● **Set tasks**:
1 – In the forum thread about Benjamin Franklin quotes, what did Franklin remember that led him to decide eating fish was morally acceptable?
2 – Continue the forum thread about Franklin quotes and the source of rights from its final post.

● **Passage**:
----

Posted on 08/14/2003 2:56:23 AM PDT by MeekOneGOP
"A nation of well informed men who have been taught to know and prize the rights which God has given them cannot be enslaved. It is in the region of ignorance that tyranny begins."
-- Benjamin Franklin
Here is another Franklin quote..
"So convenient a thing it is to be a reasonable Creature, since it enables one to find or make a Reason for every thing one has a mind to do."
Franklin was referring (in his Autobiography) to an incident in which he decided eating fish was morally acceptable after remembering that fish eat one another. Franklin had been a vegetarian.
I understand his point, and Franklin would have been rigorous in "testing" his reasons from all sides, but for most people this idea would be disaster.
You still haven't explained where these rights come from.
Should I believe that I have rights because LiberationIT *says* I do?
If we have rights, they must originate somewhere, and you must be able to defend that source with some logic. If your say so is the source of my rights, then aren't my rights a bit precarious?

----

● **Entries shown**:

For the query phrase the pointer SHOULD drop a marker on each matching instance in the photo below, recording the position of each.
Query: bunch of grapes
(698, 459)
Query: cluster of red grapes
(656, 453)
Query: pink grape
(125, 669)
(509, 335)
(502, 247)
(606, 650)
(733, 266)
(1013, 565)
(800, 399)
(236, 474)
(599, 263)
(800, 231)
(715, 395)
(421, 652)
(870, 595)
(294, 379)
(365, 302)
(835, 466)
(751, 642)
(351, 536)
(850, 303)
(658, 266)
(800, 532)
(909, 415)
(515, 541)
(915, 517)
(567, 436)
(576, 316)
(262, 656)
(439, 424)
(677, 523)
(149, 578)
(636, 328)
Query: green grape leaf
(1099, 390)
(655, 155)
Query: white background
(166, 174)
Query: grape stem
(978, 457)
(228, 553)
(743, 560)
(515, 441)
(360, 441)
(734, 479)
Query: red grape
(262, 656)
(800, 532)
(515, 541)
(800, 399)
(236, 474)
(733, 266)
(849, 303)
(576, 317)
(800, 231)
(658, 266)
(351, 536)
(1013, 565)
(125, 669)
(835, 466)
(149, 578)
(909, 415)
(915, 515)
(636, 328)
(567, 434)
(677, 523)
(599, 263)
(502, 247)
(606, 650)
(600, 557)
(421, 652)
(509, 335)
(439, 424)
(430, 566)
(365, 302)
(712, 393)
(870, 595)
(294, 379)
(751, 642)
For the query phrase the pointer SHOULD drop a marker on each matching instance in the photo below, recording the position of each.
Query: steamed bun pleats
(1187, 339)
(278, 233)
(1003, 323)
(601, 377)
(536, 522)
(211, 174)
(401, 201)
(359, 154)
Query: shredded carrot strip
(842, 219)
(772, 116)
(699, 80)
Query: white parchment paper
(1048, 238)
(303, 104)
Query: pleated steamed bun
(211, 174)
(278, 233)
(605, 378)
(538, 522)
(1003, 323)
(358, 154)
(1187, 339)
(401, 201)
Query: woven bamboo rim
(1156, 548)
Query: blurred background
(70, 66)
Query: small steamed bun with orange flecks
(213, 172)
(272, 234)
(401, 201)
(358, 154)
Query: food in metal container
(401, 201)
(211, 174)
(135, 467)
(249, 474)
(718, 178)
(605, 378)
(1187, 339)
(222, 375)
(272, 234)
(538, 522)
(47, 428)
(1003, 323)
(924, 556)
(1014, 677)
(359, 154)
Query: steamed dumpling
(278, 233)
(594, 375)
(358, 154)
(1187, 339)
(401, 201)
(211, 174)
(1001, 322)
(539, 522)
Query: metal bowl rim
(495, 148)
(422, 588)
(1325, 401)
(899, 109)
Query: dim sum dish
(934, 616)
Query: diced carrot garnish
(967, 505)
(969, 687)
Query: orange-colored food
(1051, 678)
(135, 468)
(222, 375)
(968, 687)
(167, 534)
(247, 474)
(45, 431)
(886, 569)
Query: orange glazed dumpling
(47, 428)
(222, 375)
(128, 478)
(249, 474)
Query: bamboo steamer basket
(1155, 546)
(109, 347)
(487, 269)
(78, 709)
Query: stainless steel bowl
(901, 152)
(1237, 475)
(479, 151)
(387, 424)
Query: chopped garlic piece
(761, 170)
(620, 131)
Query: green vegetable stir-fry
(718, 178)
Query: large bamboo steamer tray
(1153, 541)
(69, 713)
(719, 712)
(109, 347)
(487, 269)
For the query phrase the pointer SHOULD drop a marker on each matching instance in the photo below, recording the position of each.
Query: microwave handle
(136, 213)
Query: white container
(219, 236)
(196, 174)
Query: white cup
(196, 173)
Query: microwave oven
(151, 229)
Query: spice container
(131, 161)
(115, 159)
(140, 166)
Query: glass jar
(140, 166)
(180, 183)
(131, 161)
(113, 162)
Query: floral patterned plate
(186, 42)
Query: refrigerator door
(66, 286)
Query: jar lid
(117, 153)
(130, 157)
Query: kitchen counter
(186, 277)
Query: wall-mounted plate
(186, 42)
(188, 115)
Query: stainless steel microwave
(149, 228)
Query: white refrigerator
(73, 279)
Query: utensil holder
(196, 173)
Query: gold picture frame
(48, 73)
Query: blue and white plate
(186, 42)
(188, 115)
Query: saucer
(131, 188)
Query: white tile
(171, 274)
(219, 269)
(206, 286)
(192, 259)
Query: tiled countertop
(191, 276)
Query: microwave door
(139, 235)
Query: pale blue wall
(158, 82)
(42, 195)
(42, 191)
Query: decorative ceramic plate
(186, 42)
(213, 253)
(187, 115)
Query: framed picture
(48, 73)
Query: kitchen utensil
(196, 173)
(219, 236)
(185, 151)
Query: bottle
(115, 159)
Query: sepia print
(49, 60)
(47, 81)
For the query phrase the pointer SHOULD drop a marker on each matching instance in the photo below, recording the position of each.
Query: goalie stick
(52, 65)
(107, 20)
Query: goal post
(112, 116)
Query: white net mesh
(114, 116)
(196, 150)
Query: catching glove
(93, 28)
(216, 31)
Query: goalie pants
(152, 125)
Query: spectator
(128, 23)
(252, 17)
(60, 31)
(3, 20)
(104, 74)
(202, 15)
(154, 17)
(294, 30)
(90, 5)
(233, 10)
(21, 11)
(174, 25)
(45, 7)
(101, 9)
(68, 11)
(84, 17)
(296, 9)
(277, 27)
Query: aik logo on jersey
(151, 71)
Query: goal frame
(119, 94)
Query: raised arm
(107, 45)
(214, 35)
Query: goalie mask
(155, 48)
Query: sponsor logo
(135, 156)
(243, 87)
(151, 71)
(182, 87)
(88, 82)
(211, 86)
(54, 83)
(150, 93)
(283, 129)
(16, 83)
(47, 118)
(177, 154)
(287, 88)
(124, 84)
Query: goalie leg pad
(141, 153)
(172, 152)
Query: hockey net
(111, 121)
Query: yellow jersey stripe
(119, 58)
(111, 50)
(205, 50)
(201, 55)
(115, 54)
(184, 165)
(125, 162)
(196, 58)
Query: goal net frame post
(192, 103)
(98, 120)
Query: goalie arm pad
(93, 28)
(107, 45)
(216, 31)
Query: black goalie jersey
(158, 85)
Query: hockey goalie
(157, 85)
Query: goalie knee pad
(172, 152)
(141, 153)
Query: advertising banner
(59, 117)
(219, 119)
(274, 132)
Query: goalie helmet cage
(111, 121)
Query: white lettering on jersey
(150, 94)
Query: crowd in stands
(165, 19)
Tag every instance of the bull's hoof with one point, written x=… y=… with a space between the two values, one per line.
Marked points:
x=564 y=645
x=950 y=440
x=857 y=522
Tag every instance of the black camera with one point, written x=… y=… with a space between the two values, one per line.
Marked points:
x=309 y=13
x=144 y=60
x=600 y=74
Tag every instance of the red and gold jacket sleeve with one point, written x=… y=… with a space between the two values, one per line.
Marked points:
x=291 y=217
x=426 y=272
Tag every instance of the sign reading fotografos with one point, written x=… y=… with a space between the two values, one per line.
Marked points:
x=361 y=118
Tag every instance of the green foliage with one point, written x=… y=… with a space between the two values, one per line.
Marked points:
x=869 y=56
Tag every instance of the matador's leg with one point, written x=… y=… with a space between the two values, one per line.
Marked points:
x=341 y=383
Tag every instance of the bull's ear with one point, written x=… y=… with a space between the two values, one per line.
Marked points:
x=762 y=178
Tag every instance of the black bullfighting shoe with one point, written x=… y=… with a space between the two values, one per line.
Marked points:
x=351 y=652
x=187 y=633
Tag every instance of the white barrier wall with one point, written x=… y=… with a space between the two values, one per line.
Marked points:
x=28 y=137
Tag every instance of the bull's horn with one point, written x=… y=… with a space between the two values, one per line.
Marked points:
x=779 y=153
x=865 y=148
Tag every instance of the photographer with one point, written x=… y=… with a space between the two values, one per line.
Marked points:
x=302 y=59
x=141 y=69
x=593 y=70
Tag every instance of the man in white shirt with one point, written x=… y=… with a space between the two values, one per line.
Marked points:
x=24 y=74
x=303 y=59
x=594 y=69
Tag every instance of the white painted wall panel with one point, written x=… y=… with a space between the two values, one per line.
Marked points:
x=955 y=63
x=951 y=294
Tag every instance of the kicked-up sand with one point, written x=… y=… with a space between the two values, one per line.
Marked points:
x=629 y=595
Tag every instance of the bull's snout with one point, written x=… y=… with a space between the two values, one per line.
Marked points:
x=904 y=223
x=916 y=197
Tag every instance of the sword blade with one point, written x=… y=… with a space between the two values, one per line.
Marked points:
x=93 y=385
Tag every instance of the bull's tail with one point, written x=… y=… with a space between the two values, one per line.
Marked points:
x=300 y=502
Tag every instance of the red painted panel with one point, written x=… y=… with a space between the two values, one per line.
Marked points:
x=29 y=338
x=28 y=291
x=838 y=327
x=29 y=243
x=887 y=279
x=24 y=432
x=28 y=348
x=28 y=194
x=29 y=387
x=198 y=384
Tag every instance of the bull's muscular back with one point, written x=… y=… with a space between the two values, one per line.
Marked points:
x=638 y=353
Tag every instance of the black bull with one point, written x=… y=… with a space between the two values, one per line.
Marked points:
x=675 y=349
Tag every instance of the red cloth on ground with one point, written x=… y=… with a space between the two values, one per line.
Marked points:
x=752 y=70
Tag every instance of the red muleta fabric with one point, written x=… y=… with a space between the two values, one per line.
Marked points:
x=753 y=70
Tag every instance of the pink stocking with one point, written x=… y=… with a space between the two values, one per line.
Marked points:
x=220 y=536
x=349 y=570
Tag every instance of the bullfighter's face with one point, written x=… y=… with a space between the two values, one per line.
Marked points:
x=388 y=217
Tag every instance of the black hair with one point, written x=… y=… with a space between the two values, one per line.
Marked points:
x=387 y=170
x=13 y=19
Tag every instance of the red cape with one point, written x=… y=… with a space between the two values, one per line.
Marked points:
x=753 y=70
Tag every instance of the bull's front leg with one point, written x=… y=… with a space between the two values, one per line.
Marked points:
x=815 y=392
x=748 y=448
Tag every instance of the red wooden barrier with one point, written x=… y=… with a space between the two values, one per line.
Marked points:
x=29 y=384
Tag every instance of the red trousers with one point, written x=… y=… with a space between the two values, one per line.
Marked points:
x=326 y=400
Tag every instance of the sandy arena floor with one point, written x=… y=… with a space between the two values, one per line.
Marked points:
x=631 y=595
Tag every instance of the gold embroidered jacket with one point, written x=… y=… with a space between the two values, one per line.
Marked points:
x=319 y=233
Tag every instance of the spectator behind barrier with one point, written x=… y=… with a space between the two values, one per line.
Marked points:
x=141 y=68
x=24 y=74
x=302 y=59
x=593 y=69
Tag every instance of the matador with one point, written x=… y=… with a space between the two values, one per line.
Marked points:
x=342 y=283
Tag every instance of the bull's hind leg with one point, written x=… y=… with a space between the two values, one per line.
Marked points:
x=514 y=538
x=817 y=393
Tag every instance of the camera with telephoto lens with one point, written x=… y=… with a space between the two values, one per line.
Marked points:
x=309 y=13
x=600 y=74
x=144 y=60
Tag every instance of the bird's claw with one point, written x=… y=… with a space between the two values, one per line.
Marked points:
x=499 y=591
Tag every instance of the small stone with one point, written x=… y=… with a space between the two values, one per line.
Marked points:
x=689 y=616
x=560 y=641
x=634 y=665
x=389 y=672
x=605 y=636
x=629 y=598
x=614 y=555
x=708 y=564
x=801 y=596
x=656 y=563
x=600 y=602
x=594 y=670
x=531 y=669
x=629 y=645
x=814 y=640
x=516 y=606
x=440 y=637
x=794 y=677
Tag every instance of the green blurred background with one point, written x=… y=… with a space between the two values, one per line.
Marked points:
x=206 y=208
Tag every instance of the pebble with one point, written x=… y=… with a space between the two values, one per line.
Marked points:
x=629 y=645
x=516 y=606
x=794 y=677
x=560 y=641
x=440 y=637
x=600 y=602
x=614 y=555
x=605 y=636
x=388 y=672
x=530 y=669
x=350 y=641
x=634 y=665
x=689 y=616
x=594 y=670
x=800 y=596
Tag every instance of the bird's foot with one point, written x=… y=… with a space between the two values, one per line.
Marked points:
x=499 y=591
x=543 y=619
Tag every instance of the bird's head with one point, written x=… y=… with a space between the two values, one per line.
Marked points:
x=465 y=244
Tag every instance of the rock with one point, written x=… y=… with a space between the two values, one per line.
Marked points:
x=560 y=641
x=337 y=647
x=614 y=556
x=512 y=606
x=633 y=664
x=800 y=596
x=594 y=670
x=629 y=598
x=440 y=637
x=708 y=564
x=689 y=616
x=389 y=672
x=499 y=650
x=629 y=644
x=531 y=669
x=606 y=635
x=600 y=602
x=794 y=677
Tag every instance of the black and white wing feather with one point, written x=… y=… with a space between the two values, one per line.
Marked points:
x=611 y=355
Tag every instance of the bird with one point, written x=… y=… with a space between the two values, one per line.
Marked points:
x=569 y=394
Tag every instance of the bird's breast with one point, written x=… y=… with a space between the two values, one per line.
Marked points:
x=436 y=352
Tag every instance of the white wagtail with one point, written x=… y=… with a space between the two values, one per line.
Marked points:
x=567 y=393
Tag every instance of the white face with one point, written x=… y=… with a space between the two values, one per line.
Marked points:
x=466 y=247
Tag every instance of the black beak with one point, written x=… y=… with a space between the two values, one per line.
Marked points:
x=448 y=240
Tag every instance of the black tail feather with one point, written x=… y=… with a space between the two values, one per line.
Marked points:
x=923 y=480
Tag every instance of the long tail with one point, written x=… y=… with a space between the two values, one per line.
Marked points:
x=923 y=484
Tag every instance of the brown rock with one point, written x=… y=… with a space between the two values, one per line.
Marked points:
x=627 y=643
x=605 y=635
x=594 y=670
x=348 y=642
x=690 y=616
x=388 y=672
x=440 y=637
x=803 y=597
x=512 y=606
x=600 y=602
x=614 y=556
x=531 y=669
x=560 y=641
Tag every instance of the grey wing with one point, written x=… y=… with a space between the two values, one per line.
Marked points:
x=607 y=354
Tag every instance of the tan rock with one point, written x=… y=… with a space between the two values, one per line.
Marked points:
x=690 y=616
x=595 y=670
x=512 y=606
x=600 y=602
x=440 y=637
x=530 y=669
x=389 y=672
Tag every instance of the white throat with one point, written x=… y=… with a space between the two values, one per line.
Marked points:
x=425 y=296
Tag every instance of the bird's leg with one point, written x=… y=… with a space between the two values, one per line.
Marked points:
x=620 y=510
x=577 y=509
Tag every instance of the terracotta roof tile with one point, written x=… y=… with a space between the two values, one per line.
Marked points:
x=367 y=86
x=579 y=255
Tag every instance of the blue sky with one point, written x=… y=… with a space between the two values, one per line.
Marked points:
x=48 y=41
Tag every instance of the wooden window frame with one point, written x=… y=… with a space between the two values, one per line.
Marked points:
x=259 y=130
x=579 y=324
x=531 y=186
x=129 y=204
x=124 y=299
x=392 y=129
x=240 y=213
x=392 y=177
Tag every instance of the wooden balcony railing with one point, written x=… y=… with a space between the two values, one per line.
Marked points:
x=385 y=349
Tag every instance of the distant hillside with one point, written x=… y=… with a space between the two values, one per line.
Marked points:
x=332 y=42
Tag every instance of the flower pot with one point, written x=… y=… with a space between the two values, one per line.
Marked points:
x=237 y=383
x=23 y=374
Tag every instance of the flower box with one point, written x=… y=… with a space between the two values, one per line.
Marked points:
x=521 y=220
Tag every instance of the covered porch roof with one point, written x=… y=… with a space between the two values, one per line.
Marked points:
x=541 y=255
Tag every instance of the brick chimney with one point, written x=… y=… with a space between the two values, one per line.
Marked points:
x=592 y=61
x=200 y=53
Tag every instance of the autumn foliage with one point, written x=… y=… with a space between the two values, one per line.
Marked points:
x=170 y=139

----

● **Expected results**:
1 – He remembered that fish eat one another.

2 –
I will ask it a different way: what gives you the idea that you have any rights at all? How are you different from, say, a tree, or a deer in the woods? Or do those things have the same rights you do? If so, how? If not, why?
If we can go around declaring, "I have this right and I have that right," without any basis in logic, without any source or rational defense, as you have done here, then who is to say 'my right' is not valid? What if I *say* I have the right to...welfare?
When Hillary says we have a right to health care, she is wrong.
Why would that be wrong? Isn't she able to make a declaration of what rights are and expect us to believe it because she says it is so, just as you have done, without any explanation of where that right comes from?
Ones rights cannot impose obligations on others.
Why not?
I can't argue with that.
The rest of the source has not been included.